(Task details)
Write out every row below verbatim, in the order given.

(Data to use)

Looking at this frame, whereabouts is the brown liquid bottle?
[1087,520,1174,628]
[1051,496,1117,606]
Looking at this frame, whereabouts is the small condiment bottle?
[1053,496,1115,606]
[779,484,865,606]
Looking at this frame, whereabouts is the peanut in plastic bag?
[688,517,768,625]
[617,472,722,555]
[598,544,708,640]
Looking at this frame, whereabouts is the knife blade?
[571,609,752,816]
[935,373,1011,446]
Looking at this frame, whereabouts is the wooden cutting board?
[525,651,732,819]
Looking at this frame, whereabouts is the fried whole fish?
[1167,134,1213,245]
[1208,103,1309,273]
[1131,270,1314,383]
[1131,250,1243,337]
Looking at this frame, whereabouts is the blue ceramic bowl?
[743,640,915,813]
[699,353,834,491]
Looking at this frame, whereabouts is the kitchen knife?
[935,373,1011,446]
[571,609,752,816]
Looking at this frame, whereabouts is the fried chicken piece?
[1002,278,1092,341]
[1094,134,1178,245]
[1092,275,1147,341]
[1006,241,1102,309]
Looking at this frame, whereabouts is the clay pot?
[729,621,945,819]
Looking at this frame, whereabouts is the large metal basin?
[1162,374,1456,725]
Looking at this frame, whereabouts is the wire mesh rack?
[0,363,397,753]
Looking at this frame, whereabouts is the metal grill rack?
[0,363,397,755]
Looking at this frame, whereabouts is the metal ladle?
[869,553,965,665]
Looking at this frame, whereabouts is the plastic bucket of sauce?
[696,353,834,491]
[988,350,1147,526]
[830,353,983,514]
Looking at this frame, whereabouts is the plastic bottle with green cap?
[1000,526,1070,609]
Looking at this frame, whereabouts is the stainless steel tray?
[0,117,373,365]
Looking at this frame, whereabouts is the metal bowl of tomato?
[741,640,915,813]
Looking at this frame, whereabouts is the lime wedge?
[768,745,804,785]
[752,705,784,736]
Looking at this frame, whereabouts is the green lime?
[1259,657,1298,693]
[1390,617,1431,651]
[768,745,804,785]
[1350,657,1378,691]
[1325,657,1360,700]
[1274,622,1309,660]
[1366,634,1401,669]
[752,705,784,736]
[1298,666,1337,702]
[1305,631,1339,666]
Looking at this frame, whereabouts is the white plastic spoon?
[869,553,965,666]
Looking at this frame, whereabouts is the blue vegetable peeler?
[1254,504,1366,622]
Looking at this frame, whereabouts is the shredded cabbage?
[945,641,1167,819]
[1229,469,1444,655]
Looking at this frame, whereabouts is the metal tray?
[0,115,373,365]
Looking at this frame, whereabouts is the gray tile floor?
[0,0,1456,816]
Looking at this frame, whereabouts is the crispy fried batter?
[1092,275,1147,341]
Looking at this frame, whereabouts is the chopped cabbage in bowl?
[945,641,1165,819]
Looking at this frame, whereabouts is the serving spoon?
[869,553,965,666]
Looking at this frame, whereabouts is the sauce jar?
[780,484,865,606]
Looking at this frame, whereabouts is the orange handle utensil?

(Worked answer)
Looking at this frame, whereabouts is the brown liquid bottle?
[1087,520,1174,628]
[1051,496,1117,606]
Looking at this frame, whereabouts is the small condiment bottle?
[1053,496,1115,606]
[779,484,865,606]
Looking at this frame, whereabouts is the peanut in plastic bag?
[688,517,768,625]
[617,472,722,555]
[598,544,708,640]
Looking at this frame, whereabouts is the knife blade?
[571,609,752,816]
[935,373,1011,446]
Looking at this frame, whereabouts is the wooden cutting board?
[525,651,732,819]
Looking at this frame, whereabouts is the fried whole fish?
[1167,134,1213,245]
[1208,103,1309,273]
[1131,270,1314,383]
[1131,250,1243,337]
Looking at this frame, whereabouts is the blue ceramic bowl?
[743,640,915,813]
[699,353,834,491]
Looking at this frame, whereabouts is the kitchen knife?
[935,373,1011,446]
[571,609,752,816]
Looking at this frame, whereabouts is the fried chicken piece?
[1002,278,1092,341]
[1094,134,1178,245]
[1092,275,1147,341]
[1006,241,1102,309]
Looking at this frame, whereabouts is the clay pot?
[729,621,945,819]
Looking at this frame, whereabouts is the large metal basin?
[1162,374,1456,725]
Looking at this frame, whereabouts is the wire mesh rack?
[0,363,397,753]
Looking at this frame, whereabouts is the metal grill rack?
[0,363,397,755]
Looking at this frame, whereabouts is the metal ladle?
[869,553,965,665]
Looking at this frame, whereabouts is the plastic bucket of sauce?
[696,353,834,491]
[988,350,1147,526]
[830,353,983,514]
Looking at this frame, whereabouts is the plastic bottle with green cap?
[1000,526,1070,609]
Looking at this frame, whereabouts is the stainless steel tray?
[0,117,373,365]
Looking at this frame, whereabouts is the metal bowl of tomato?
[741,640,915,813]
Looking at this frame, whereabouts is the lime wedge?
[768,745,804,785]
[752,705,784,736]
Looking at this frame, whereabouts is the green lime?
[1259,657,1298,693]
[1390,617,1431,651]
[768,745,804,785]
[1350,657,1378,691]
[1325,657,1360,700]
[1274,622,1309,660]
[1366,634,1401,669]
[752,705,784,736]
[1298,666,1337,702]
[1305,631,1339,666]
Looking at this frame, whereabouts is the white plastic spoon?
[869,553,965,666]
Looking at this frame, whereabouts is the blue vegetable peeler?
[1254,504,1366,622]
Looking at this frame, whereabouts is the shredded cabbage?
[945,641,1167,819]
[1229,469,1444,655]
Looking at this frame, whereabouts is the metal tray?
[0,115,373,365]
Looking at this frame, whereabouts is the gray tile floor?
[0,0,1456,816]
Looking at this frame, whereabouts is the crispy fried batter?
[1092,275,1147,341]
Looking at this frame, whereabouts is the chopped cabbage in bowl?
[945,641,1165,819]
Looking at this frame, whereabouts is the serving spoon?
[869,553,965,666]
Looking at this frame, whereabouts is the sauce jar?
[780,484,865,606]
Looking at this frame, whereabouts is the orange handle utensil?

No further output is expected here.